Start of EXTRACT TO READ

Winston Churchill was prime minister of the United Kingdom when I was a boy. That was during his second of two stints in the top job, 1951-1955. The first had been ten years earlier, during the Second World War.
I saw Churchill as a distinguished, therefore stuffy, personage, because he was old, wore funny clothes, smoked big cigars, and was called “sir.”
Distinguished he was. But stuffy? Assuredly not.
I have just worn myself out reading Andrew Roberts’s 982-page tome Churchill: Walking with Destiny. Roberts mines a huge lode of facts, stories, recollections, inferences, opinions, and quotes to sketch a stunning and well-rounded portrait of this remarkable statesman. Churchill became the giant of the twentieth century by being the quintessential nineteenth-century man.
We have seen Churchill twice in recent years: As the unbeatable war leader brought to life by Gary Oldman in the film Darkest Hour (2017), and as the aged lion embodied by John Lithgow in the Netflix TV series The Crown (2016 and later). Both performances were first-rate.
But they were performances. Roberts’s book fills in the actual dimensions of Churchill’s greatness. If I sketch that story for you here, you won’t have to read the Roberts book—unless you happen to be afflicted, like me, with History-Reading Syndrome (HRS).

End of EXTRACT TO READ
Start of DATA LISTING

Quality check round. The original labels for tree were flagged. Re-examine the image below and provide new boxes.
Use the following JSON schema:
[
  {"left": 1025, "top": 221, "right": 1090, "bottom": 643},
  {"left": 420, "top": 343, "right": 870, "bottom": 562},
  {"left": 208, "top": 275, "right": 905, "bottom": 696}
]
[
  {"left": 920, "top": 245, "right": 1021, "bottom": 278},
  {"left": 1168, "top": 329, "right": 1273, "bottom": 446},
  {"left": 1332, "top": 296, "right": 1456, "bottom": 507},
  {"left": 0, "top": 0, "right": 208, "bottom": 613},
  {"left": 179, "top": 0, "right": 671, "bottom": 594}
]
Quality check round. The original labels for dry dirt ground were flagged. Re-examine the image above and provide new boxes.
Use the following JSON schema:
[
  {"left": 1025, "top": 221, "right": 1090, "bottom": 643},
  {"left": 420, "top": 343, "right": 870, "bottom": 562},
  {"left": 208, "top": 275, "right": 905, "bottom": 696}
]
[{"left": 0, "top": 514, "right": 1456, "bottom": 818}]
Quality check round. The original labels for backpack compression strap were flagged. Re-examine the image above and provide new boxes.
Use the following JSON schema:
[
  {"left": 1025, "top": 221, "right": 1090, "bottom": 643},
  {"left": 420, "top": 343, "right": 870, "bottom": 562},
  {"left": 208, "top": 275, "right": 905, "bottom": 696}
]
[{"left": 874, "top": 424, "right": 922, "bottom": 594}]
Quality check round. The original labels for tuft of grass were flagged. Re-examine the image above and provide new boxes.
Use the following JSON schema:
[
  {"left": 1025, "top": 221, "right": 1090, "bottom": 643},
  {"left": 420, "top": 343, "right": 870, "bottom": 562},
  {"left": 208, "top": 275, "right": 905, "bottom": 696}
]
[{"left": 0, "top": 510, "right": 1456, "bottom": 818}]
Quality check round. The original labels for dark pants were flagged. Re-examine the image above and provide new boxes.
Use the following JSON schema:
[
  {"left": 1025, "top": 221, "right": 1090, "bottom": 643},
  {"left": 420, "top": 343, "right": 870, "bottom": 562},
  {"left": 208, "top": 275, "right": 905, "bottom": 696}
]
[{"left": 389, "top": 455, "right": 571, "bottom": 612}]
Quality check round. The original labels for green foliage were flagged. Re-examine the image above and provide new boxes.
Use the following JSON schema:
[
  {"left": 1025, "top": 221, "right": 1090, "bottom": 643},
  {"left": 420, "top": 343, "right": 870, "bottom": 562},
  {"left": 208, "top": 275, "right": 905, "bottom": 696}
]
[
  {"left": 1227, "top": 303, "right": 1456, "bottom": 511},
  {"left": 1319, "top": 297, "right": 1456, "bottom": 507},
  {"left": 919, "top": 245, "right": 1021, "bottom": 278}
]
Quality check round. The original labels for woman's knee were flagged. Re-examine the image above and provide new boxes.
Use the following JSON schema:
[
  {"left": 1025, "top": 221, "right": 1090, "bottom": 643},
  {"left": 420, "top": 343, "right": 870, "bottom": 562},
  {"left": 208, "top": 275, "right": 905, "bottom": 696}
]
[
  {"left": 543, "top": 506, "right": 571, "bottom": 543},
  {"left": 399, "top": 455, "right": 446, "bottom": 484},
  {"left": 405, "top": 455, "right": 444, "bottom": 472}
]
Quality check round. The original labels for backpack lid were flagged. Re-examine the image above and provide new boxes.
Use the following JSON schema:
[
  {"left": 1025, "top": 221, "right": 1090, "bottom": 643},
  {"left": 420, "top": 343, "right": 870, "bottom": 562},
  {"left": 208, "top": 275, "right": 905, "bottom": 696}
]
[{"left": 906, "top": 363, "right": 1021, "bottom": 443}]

End of DATA LISTING

_REQUIREMENTS_:
(A) In the essay about Churchill, who played him in the film Darkest Hour?
(B) Go on with the essay about Churchill, picking up right after its final sentence.

_TASK RESPONSES_:
(A) Gary Oldman

(B)
Winston Spencer Churchill was born in 1874, at the height of the Victorian era. His place of birth was Blenheim Palace, ancestral seat of the Dukes of Marlborough.
Winston’s father, Lord Randolph Churchill, a reckless, meteoric figure in British politics, was disdainful toward the boy, treating him with such coldness as ought to have wilted his self-esteem. But Winston’s self-esteem was unwiltable.
Born into the top tier of British society and immune to any middle-class self-doubt, Churchill set out in 1897, when he was 23, to “devote my life to the preservation of this great Empire and to trying to maintain the progress of the English people.”
He was a champion of tradition and old-fashioned Englishness. He never thought to apologize for defending the British Empire, the concept of noblesse oblige, the “white man’s burden,” and his exalted notion of the destiny of “the English-speaking peoples”—under which rubric he included not only the Commonwealth nations but the United States as well.
After attending Harrow, one of England’s leading public schools, Churchill skipped university studies and joined the Army. He trained at Sandhurst and served as a young officer in India, then Egypt and Sudan. Less than two years later he fought the Boers in South Africa while also serving as a war correspondent for the Morning Post of London.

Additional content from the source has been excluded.